## PROBLEM A
Which lines of the records contain the string "shirt"? Pick out each one and copy it.

CS3636 - Data Fusion with Online Information Systems

From Simson Garfinkel
(Redirected from CS3636)
Jump to navigationJump to search

CS3636: Data Fusion with Online Information Systems

  • Learn how to follow a person as they move around the country by watching how their IP address changes.
  • Learn how Google's AdWords and AdSense online advertising programs work.
  • Learn how to correlate public records with privacy-sensitive information stored on Facebook and Linked In.
  • Learn how to flex your muscles with the Fair Credit Reporting Act to get prejudicial (but true) data removed from your credit report.


This course explores data fusion as applied to personal information in both the online and offline world. Topics include credit and criminal databases, Information Surveillance, GPS, Satellite imagery, online search, text mining, anonymization, reidentification, and privacy policy. Familiarity with statistics useful but not mandatory.

## PROBLEM B
What is the Spanish translation of this sentence from the course description: "This course explores data fusion as applied to personal information in both the online and offline world."?

## DATASET ROWS
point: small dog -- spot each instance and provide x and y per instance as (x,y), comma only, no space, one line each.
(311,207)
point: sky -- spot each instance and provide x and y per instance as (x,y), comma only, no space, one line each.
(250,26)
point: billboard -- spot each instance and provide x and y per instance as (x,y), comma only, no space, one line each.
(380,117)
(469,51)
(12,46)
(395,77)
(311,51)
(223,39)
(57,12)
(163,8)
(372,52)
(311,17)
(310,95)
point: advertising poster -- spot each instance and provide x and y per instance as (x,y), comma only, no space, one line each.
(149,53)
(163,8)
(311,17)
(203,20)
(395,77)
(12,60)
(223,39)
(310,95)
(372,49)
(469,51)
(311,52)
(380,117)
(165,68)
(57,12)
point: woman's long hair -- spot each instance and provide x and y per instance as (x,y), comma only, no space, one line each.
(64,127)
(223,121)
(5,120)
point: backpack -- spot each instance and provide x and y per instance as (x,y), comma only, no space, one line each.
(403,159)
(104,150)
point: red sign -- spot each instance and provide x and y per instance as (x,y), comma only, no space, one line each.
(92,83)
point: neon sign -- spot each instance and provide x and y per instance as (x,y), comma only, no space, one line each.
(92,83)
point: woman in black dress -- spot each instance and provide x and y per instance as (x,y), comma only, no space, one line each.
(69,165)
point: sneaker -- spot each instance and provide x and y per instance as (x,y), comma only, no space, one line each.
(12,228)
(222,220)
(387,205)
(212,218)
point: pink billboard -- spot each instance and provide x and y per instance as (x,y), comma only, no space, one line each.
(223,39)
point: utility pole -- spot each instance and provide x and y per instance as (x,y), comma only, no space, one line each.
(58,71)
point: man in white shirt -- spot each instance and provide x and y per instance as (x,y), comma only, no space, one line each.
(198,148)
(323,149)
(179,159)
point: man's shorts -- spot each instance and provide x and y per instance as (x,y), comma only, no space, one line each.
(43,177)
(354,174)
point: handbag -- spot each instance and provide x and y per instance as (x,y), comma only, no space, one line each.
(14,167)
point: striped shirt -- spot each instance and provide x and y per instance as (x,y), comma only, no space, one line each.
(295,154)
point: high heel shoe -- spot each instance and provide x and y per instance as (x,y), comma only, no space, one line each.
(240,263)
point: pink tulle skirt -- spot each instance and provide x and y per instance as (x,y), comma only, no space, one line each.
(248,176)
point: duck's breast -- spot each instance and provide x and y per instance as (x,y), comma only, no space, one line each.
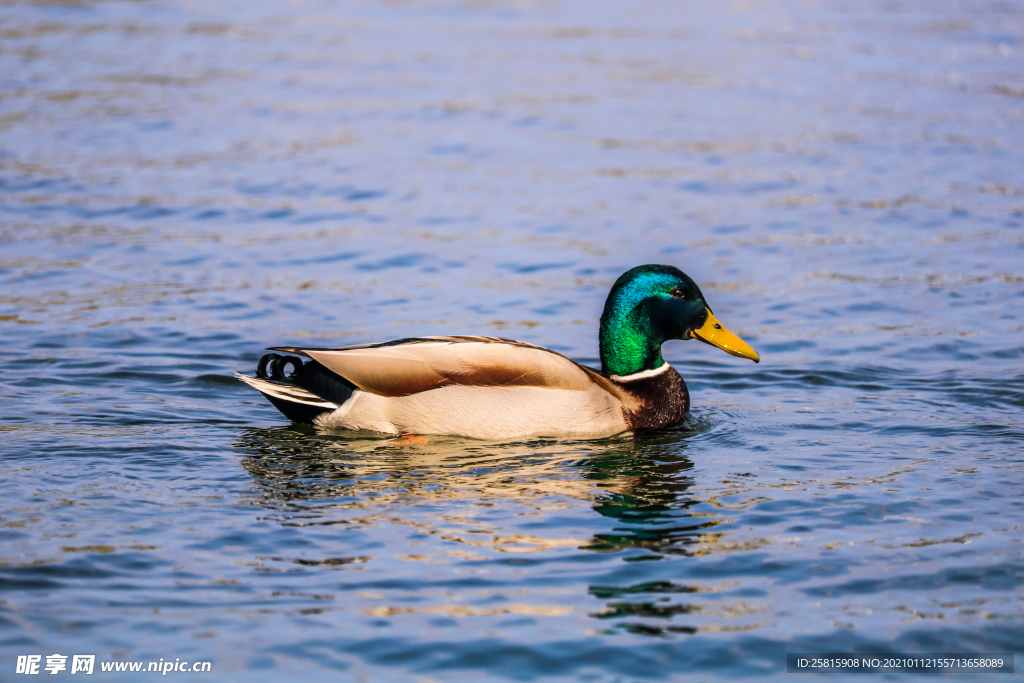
(489,413)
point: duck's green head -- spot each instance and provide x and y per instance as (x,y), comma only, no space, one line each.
(649,305)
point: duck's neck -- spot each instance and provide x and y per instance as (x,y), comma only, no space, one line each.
(629,341)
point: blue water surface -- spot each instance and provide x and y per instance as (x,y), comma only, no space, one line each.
(184,183)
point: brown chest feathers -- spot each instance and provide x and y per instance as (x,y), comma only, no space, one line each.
(662,400)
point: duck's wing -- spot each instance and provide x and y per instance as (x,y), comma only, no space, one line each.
(411,366)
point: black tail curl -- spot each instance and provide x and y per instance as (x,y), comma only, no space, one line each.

## CORRECT RESPONSE A
point: man in white shirt -- spot each instance and provide x and y per instance as (x,y), comma only, no space, one line each.
point: striped shirt -- spot each instance and provide x and y per instance as (x,y), comma only, no space, one line each.

## CORRECT RESPONSE B
Este curso explora la fusión de datos aplicada a la información personal tanto en el mundo en línea como fuera de línea.